***** PASSAGE SHOWN

RoseAnne Archibald is a Canadian First Nations advocate and politician who is the current National Chief of the Assembly of First Nations (AFN) since July 8, 2021 . She is the first female National Chief of the Assembly of First Nations.

Archibald was first elected as the chief of the Taykwa Tagamou Nation in 1990, being the first woman and the youngest chief to be elected, at the age of 23. She was the first woman and youngest Nishnawbe Aski Nation Deputy Grand Chief in 1991, and the first woman and youngest Grand Chief of the Mushkegowuk Council in 1994. She became the first woman elected as Ontario Regional Chief in 2018. During this tenure, Archibald was the subject of an independent probe after AFN staff accused her of bullying and harassment. While the AFN deemed the allegations credible, Archibald maintains the probe was reprisal. In 2021, Archibald won the National Chief of the Assembly of First Nations election on the second day of voting, after Reginald Bellerose, who was in second place, conceded.

**********
***** DATA SHOWN

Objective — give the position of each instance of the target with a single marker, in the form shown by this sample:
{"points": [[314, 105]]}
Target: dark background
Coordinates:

**********

DIRECTIONS FOR THIS TASK => Copy the passage about RoseAnne Archibald, starting at "Archibald was first" and ending at "second place, conceded.", and substitute "investigation" for "probe". None of the material is needed here.

SOLUTION TO THIS EXERCISE =>
Archibald was first elected as the chief of the Taykwa Tagamou Nation in 1990, being the first woman and the youngest chief to be elected, at the age of 23. She was the first woman and youngest Nishnawbe Aski Nation Deputy Grand Chief in 1991, and the first woman and youngest Grand Chief of the Mushkegowuk Council in 1994. She became the first woman elected as Ontario Regional Chief in 2018. During this tenure, Archibald was the subject of an independent investigation after AFN staff accused her of bullying and harassment. While the AFN deemed the allegations credible, Archibald maintains the investigation was reprisal. In 2021, Archibald won the National Chief of the Assembly of First Nations election on the second day of voting, after Reginald Bellerose, who was in second place, conceded.